Exercise objective: Would you please write out each entry that follows, exactly as written?

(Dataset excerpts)
────
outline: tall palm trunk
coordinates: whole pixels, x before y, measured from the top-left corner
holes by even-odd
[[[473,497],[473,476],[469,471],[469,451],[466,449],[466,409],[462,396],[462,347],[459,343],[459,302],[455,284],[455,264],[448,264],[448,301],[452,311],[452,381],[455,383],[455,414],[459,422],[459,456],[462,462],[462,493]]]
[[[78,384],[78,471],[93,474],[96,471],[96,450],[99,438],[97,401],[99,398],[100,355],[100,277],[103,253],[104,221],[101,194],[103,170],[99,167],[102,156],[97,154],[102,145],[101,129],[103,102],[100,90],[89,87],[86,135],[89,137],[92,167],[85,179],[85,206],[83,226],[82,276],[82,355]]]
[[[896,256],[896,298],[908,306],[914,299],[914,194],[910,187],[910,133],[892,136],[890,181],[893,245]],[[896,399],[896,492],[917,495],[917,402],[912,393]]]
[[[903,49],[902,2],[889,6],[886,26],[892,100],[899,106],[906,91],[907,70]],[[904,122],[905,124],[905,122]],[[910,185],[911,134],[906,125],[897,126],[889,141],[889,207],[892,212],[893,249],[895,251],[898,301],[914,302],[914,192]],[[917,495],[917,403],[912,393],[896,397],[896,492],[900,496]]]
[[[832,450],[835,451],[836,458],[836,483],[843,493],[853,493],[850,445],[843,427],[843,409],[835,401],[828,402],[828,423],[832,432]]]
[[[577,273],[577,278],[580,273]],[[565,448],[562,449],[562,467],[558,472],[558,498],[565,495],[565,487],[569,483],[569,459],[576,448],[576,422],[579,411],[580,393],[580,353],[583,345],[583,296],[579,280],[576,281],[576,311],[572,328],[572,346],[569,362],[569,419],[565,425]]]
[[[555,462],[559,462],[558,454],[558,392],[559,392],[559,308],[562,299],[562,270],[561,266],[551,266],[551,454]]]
────
Solution:
outline: tall palm trunk
coordinates: whole pixels, x before y, measured from the top-left corner
holes by even-odd
[[[473,497],[473,476],[469,471],[469,451],[466,449],[466,409],[462,396],[462,347],[459,343],[459,302],[455,284],[455,264],[448,264],[448,301],[452,311],[452,381],[455,383],[455,414],[459,422],[459,456],[462,462],[462,493]]]
[[[78,384],[78,471],[93,474],[96,471],[96,450],[99,438],[97,401],[99,398],[100,355],[100,277],[103,253],[104,221],[101,194],[103,170],[99,167],[102,156],[97,154],[102,145],[101,129],[103,102],[100,90],[89,87],[86,135],[89,137],[92,167],[85,179],[85,206],[83,226],[82,276],[82,355]]]
[[[896,256],[896,298],[908,306],[914,299],[914,194],[910,187],[910,133],[892,136],[890,181],[893,245]],[[896,399],[896,492],[917,495],[917,402],[912,393]]]
[[[903,49],[902,2],[889,6],[886,26],[892,100],[899,106],[906,91],[907,70]],[[904,122],[905,124],[905,122]],[[910,185],[911,134],[906,125],[897,126],[889,141],[889,207],[892,212],[893,249],[895,251],[898,301],[914,302],[914,192]],[[917,495],[917,403],[912,393],[896,397],[896,492],[900,496]]]
[[[832,450],[835,451],[836,458],[836,483],[843,493],[853,493],[850,445],[843,427],[843,409],[835,401],[828,402],[828,423],[832,432]]]
[[[577,273],[577,278],[580,273]],[[565,448],[562,449],[562,467],[558,472],[558,498],[565,495],[565,487],[569,483],[569,459],[576,448],[576,422],[579,411],[580,393],[580,353],[583,345],[583,296],[579,280],[576,281],[576,311],[572,328],[572,346],[569,362],[569,419],[565,425]]]
[[[555,462],[559,462],[558,454],[558,392],[559,392],[559,308],[562,299],[562,270],[561,266],[551,266],[551,454]]]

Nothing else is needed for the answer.